_ENTRIES_.

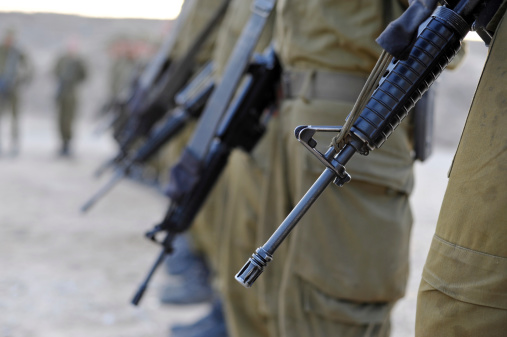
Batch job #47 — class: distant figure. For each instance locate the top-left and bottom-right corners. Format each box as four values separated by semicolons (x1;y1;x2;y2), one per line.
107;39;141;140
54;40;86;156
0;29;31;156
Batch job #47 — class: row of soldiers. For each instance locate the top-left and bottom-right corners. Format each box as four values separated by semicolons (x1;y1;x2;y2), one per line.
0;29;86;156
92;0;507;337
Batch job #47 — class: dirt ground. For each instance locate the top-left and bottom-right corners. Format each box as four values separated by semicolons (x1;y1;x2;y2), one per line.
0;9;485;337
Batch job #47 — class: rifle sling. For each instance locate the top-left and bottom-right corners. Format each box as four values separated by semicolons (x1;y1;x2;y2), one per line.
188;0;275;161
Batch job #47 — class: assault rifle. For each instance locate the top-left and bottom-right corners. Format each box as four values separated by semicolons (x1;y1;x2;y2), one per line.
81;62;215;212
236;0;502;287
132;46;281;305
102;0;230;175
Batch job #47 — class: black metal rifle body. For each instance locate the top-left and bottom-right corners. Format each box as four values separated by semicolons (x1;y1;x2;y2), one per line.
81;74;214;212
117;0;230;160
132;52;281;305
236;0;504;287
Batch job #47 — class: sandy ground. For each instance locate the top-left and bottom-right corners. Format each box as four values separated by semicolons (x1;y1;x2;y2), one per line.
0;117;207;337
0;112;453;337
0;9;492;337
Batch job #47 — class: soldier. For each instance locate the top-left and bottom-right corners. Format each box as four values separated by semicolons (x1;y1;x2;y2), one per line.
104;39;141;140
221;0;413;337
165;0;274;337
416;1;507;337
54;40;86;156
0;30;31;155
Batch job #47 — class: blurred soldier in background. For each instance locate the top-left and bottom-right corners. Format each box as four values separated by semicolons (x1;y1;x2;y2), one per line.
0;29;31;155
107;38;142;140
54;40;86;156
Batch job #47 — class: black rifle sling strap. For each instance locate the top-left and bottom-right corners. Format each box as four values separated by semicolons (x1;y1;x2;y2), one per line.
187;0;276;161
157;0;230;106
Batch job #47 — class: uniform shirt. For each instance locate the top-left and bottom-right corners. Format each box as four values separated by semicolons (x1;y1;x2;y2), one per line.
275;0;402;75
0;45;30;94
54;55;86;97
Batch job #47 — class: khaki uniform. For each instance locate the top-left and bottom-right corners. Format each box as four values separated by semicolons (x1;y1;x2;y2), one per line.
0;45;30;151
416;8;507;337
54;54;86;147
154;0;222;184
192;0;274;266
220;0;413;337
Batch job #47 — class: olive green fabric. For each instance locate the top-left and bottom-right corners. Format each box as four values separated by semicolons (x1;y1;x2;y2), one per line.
...
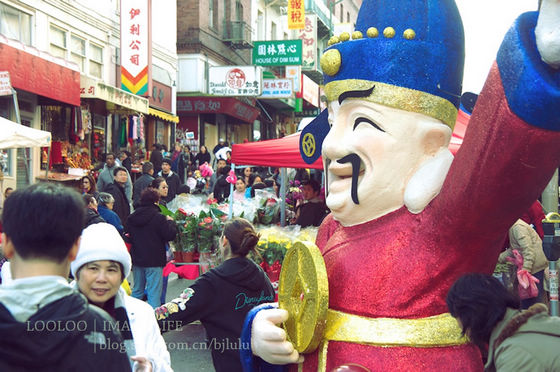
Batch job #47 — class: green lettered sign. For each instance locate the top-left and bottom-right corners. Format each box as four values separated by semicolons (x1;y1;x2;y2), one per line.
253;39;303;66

_TASK TO CARRY OUT_.
Print the records above without changes, starting at the line with "Batch job #47 — class: uniform" and ending at the line with "220;0;413;337", including both of those lines.

_RESULT FOR THIS TASK_.
Batch job #47 — class: uniform shirt. For each instance locate the top-left and bottom-right corners. Format each box as four values separated by semicolons (x1;y1;x2;y2), one per line.
275;0;402;75
0;45;30;94
54;55;86;97
Batch job #47 — class: khaki uniform. For each instance locate the top-left and bottom-right corners. Format each box as four values separated by semicolons (x1;y1;x2;y2), one per line.
0;45;30;151
416;8;507;337
54;54;86;147
154;0;222;184
192;0;274;266
220;0;413;337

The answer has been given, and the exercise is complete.